**Written instruction:** Print, exactly and completely, every entry in the data.

....

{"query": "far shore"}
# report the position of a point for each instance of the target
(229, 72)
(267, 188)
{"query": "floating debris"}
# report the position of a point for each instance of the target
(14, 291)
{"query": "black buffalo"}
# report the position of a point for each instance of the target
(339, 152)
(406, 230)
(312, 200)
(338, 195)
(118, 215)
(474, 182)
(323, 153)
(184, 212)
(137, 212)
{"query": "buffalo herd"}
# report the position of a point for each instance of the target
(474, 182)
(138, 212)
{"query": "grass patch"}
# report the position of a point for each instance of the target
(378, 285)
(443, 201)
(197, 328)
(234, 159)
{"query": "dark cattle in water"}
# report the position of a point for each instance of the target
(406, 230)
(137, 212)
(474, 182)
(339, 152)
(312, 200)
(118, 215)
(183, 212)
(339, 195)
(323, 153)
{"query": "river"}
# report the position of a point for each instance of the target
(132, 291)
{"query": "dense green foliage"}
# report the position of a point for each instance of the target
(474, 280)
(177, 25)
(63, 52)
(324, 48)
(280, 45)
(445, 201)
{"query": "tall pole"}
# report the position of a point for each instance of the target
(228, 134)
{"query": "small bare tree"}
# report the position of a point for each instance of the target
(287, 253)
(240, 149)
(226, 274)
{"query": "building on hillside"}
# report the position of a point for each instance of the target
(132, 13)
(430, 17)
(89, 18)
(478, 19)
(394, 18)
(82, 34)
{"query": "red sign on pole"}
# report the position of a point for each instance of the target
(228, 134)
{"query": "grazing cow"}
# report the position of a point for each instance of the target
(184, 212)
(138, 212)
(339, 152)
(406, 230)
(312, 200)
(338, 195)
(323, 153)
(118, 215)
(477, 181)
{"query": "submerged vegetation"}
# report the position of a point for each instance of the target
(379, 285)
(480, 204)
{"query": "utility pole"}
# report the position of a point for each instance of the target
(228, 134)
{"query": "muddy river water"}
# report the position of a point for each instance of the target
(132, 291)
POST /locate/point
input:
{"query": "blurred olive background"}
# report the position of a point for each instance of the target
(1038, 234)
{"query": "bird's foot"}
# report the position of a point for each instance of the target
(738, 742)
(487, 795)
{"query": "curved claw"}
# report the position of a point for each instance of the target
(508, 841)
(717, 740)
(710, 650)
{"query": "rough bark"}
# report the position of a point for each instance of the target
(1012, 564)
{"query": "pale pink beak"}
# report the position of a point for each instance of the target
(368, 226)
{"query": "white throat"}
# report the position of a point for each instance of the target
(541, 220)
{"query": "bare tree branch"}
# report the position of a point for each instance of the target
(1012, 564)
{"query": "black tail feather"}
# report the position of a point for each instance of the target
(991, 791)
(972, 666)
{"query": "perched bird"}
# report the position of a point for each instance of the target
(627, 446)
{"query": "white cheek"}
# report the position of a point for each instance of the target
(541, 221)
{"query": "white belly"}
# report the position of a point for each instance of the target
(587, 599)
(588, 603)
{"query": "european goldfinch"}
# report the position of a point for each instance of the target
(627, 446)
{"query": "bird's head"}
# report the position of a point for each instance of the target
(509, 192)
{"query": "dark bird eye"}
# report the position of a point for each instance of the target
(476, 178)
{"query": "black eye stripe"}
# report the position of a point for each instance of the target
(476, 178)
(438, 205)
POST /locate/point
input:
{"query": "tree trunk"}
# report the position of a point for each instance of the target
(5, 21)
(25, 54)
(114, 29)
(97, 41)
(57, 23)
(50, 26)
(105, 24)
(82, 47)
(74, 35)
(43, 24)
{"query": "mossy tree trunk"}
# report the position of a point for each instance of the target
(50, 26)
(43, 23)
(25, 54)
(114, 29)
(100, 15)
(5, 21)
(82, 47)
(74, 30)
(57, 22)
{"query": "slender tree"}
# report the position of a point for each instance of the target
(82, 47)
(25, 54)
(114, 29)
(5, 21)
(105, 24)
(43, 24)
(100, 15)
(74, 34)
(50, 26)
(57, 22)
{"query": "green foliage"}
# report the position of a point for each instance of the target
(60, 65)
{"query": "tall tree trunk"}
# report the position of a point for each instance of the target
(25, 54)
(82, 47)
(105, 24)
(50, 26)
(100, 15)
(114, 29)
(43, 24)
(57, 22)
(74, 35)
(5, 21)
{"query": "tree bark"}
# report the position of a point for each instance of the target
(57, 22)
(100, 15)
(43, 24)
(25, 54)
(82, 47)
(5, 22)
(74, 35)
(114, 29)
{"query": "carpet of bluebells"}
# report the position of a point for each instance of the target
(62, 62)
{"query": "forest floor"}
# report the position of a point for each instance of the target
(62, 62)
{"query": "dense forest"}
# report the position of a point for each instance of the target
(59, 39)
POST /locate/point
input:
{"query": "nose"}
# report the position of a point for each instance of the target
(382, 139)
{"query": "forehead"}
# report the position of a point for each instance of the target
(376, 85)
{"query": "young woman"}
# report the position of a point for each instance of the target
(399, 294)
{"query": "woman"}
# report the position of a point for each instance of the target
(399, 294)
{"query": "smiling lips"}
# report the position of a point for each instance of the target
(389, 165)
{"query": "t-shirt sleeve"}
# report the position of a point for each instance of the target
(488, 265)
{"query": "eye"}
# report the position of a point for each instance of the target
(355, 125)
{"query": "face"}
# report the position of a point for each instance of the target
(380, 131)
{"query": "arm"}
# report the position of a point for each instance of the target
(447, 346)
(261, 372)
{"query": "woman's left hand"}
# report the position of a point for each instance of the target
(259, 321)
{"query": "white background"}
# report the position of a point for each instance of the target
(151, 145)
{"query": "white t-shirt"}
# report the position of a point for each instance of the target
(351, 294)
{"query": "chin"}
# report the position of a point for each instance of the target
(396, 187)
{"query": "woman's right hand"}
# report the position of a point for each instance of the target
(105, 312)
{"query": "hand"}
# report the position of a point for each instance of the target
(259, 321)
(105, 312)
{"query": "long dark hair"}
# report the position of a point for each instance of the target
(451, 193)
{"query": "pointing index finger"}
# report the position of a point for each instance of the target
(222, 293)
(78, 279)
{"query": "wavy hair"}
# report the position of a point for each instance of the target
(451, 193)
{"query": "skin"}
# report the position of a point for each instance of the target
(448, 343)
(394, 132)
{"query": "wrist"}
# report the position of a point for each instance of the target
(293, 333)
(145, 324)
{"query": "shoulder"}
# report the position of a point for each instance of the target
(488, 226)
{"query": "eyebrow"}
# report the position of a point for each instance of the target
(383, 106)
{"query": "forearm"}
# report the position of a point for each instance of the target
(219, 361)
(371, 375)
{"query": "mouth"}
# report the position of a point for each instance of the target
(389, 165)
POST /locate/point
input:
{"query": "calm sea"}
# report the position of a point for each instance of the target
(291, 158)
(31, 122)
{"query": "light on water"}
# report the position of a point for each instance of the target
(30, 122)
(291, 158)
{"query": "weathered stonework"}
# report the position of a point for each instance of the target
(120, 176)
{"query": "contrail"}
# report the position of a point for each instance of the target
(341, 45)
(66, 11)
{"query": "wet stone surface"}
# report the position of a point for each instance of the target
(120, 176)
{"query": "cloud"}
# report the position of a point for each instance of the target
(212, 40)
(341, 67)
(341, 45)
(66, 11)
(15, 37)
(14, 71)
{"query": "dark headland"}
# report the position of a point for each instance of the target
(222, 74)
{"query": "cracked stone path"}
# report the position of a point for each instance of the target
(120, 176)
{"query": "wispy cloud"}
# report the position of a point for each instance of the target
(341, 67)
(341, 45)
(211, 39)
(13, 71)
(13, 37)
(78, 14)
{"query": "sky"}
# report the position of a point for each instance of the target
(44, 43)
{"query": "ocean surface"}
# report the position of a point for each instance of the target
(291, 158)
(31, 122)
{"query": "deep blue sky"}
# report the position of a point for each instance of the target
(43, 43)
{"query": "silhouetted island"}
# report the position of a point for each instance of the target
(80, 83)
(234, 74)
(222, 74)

....

**Response:**
{"query": "far shore"}
# report the position of a point for each instance of the target
(229, 72)
(267, 188)
{"query": "floating debris"}
# report the position of a point for each instance of the target
(14, 291)
{"query": "black buffalo"}
# report the position of a point for each instance of the target
(339, 152)
(406, 230)
(312, 200)
(338, 195)
(118, 215)
(474, 182)
(323, 153)
(184, 212)
(137, 212)
{"query": "buffalo herd"}
# report the position of a point for each instance of the target
(474, 182)
(138, 212)
{"query": "grass patch"}
# report the position of a point for each instance of the target
(378, 285)
(443, 201)
(197, 328)
(234, 159)
{"query": "dark cattle in water"}
# report the position of a point for each instance of the target
(406, 230)
(137, 212)
(474, 182)
(339, 152)
(312, 200)
(118, 215)
(183, 212)
(339, 195)
(323, 153)
{"query": "river"}
# report the position of a point for each instance of the target
(132, 291)
{"query": "dense green foliage"}
# report the position of a point for each instance of the target
(474, 280)
(177, 25)
(63, 52)
(324, 48)
(280, 45)
(445, 201)
{"query": "tall pole"}
# report the position of a point for each instance of the target
(228, 134)
{"query": "small bare tree"}
# report the position of a point for each instance of the target
(287, 253)
(240, 149)
(226, 274)
{"query": "building on hillside"}
# report the position of a point for each instance of the target
(132, 13)
(430, 17)
(89, 18)
(478, 19)
(394, 18)
(82, 34)
{"query": "red sign on pole"}
# report the position of a point for each instance of the target
(228, 134)
{"query": "grazing cow"}
# report the position of a point for each instance of the target
(184, 212)
(138, 212)
(339, 152)
(406, 230)
(312, 200)
(338, 195)
(323, 153)
(118, 215)
(477, 181)
{"query": "submerged vegetation"}
# report the position of a point for each instance of the target
(379, 285)
(480, 204)
{"query": "utility pole"}
# report the position of a point for each instance of the target
(228, 134)
{"query": "muddy river water"}
# report the position of a point for each instance of the target
(132, 291)
POST /locate/point
input:
{"query": "blurred olive background"}
# report the position of a point for each instance of the target
(1038, 234)
{"query": "bird's foot"}
# report the position of a point for each instance of the target
(738, 742)
(487, 795)
{"query": "curved claw"}
# report the position of a point for each instance of the target
(508, 841)
(717, 740)
(710, 650)
{"query": "rough bark"}
# report the position of a point for each instance of the target
(1012, 564)
{"query": "pale pink beak"}
# report the position of a point for each instance of the target
(368, 226)
{"query": "white throat"}
# report the position of a point for each instance of the target
(541, 220)
{"query": "bare tree branch"}
# report the position of a point for each instance of the target
(1012, 564)
{"query": "black tail feather"}
# report the position of a point for each instance of the target
(991, 791)
(972, 666)
{"query": "perched bird"}
# report the position of a point for each instance of the target
(627, 446)
{"query": "white cheek"}
# report the position of a point for each instance of the target
(541, 221)
{"query": "white belly"}
# report the position of a point for each instance of the target
(587, 599)
(588, 603)
{"query": "european goldfinch"}
# report the position of a point for each instance of the target
(627, 446)
{"query": "bird's head"}
# report the position of a point for each instance of the target
(509, 192)
{"query": "dark bird eye"}
# report the position of a point for each instance of the target
(476, 178)
{"query": "black eye stripe"}
# report the position of a point for each instance of the target
(476, 178)
(438, 205)
POST /locate/point
input:
{"query": "tree trunk"}
# report the position of a point for each instance of the target
(5, 21)
(25, 54)
(114, 29)
(97, 41)
(57, 23)
(50, 26)
(105, 24)
(82, 47)
(74, 35)
(43, 24)
{"query": "mossy tree trunk"}
# report the position of a point for each instance of the target
(50, 26)
(43, 23)
(25, 54)
(114, 29)
(100, 15)
(5, 21)
(82, 47)
(74, 30)
(57, 22)
{"query": "slender tree"}
# report the position of a point for each instance of the target
(82, 47)
(25, 54)
(114, 29)
(5, 21)
(105, 24)
(43, 24)
(100, 15)
(74, 34)
(50, 26)
(57, 22)
{"query": "green foliage"}
# report the position of a point for each instance of the target
(60, 65)
{"query": "tall tree trunk"}
# report the position of a point for each instance of the target
(25, 54)
(82, 47)
(105, 24)
(50, 26)
(100, 15)
(114, 29)
(43, 24)
(57, 22)
(74, 35)
(5, 21)
{"query": "tree bark"}
# report the position of a point for each instance of the target
(57, 22)
(100, 15)
(43, 24)
(25, 54)
(82, 47)
(5, 22)
(74, 35)
(114, 29)
{"query": "carpet of bluebells"}
# report the position of a point for each instance of the target
(62, 62)
{"query": "forest floor"}
# report the position of a point for each instance of the target
(62, 62)
{"query": "dense forest"}
# report the position of a point for each instance of the target
(59, 39)
POST /locate/point
input:
{"query": "nose"}
# report the position of a point for each instance of the target
(382, 139)
{"query": "forehead"}
# report the position of a point for each instance of the target
(376, 85)
{"query": "young woman"}
# report the position of a point for each instance of the target
(399, 294)
{"query": "woman"}
# report the position of a point for each instance of the target
(399, 294)
{"query": "smiling lips"}
# report the position of a point for each instance of the target
(389, 165)
{"query": "t-shirt sleeve"}
# report the position of a point for each instance of the target
(488, 265)
{"query": "eye"}
# report the position of a point for each instance of the target
(355, 125)
{"query": "face"}
# report the position of a point for each instance of the target
(380, 131)
{"query": "arm"}
# report the position of a point for each instance of the target
(447, 346)
(261, 372)
{"query": "woman's left hand"}
# report the position of a point for each instance of the target
(259, 321)
{"query": "white background"}
# report the position of a point for each instance of the target
(151, 145)
{"query": "white t-shirt"}
# report the position of a point for each instance of the target
(351, 294)
{"query": "chin"}
# report the position of a point for each instance of the target
(396, 187)
{"query": "woman's right hand"}
# report the position of a point for each instance of the target
(105, 312)
{"query": "hand"}
# report the position of a point for each instance of the target
(259, 321)
(105, 312)
{"query": "long dark hair"}
# report the position of a point for each instance of the target
(451, 193)
{"query": "pointing index finger"}
# report the position of a point for each instance of the target
(222, 293)
(78, 279)
{"query": "wavy hair"}
# report the position of a point for each instance of the target
(451, 193)
{"query": "skin"}
# report the position of a point for each instance of the target
(448, 343)
(394, 132)
{"query": "wrist"}
# report the position of a point for each instance of the target
(293, 333)
(145, 324)
{"query": "shoulder"}
# report the position of a point for each instance of the target
(488, 226)
{"query": "eyebrow"}
# report the position of a point for each instance of the target
(383, 106)
{"query": "forearm"}
# report the position of a point for each instance of the target
(219, 361)
(371, 375)
{"query": "mouth"}
# report the position of a point for each instance of the target
(389, 165)
POST /locate/point
input:
{"query": "calm sea"}
# report the position of a point for each instance of the target
(291, 158)
(31, 122)
{"query": "light on water"}
# report the position of a point for each instance of the target
(30, 122)
(291, 158)
{"query": "weathered stonework"}
# report the position of a point for each instance of the target
(120, 176)
{"query": "contrail"}
# report the position of a point for each instance of the target
(341, 45)
(66, 11)
{"query": "wet stone surface"}
# report the position of a point for each instance of the target
(120, 176)
{"query": "cloud"}
# report the position of a point for each instance of the target
(212, 40)
(341, 67)
(341, 45)
(66, 11)
(15, 37)
(14, 71)
{"query": "dark headland"}
# report the position of a point for each instance of the target
(222, 74)
{"query": "cracked stone path"}
# report the position of a point for each instance of the target
(120, 176)
{"query": "wispy cloud"}
# report the position of a point for each instance of the target
(341, 67)
(341, 45)
(211, 39)
(13, 71)
(13, 37)
(78, 14)
{"query": "sky"}
# report the position of a point for each instance of the target
(44, 43)
{"query": "ocean surface"}
# report the position of a point for each instance of the target
(291, 158)
(31, 122)
{"query": "deep blue sky"}
# report the position of a point for each instance of the target
(43, 43)
{"query": "silhouetted island"}
# report the position of a point for each instance of the target
(80, 83)
(234, 74)
(222, 74)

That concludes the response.